--- GIVEN INSTRUCTION ---
Rewrite every line of the rows below, multiplying each x and y coordinate by 2.2 and rounding to the nearest whole number, with halves rounded up. Leave the pictures out.

* BEGIN *

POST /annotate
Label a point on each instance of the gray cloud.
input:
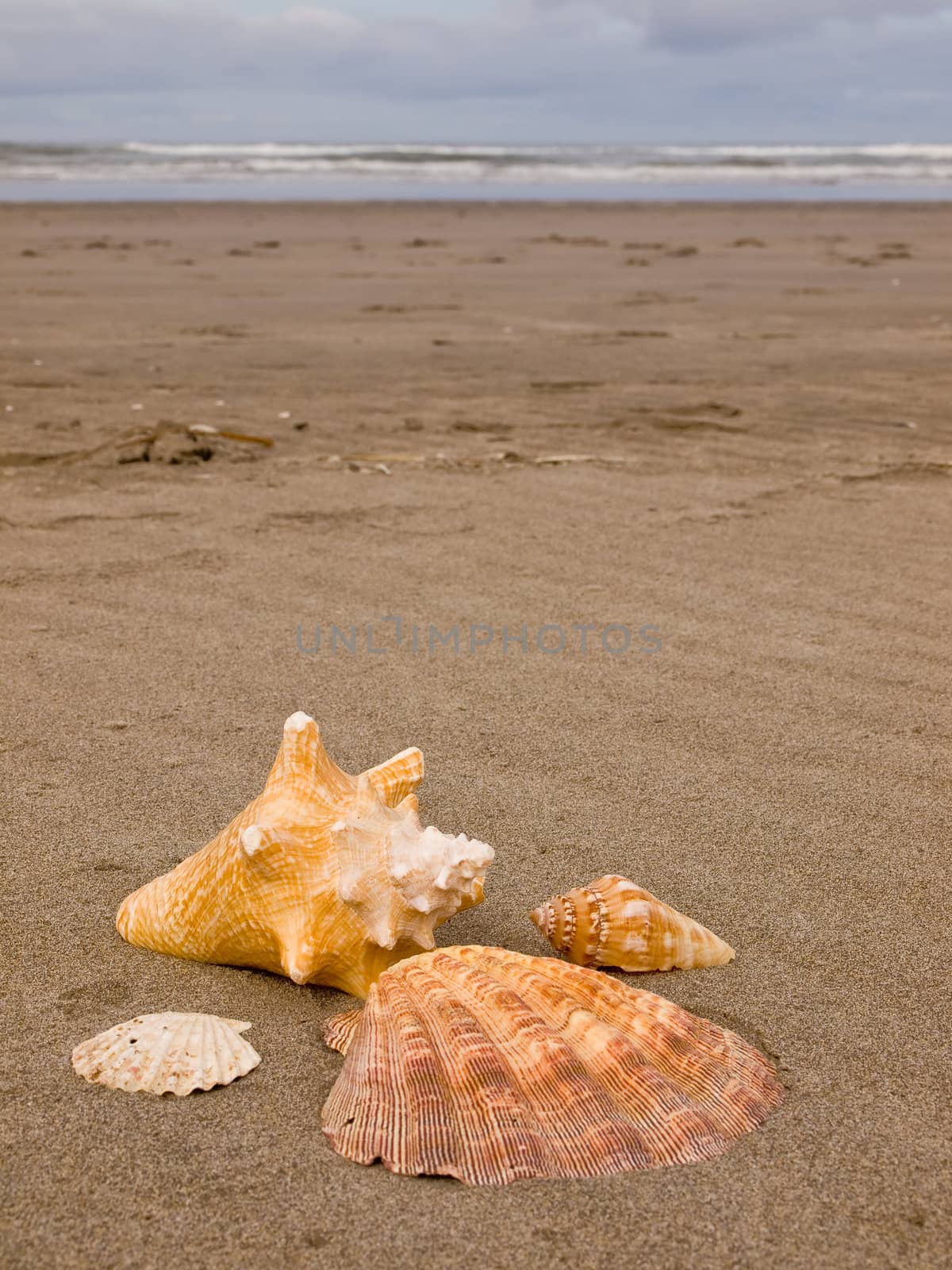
(702, 25)
(537, 70)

* END *

--- RESPONSE BELOW ---
POST /annotate
Label a point on each instance of the gray cloud.
input:
(1544, 55)
(1181, 154)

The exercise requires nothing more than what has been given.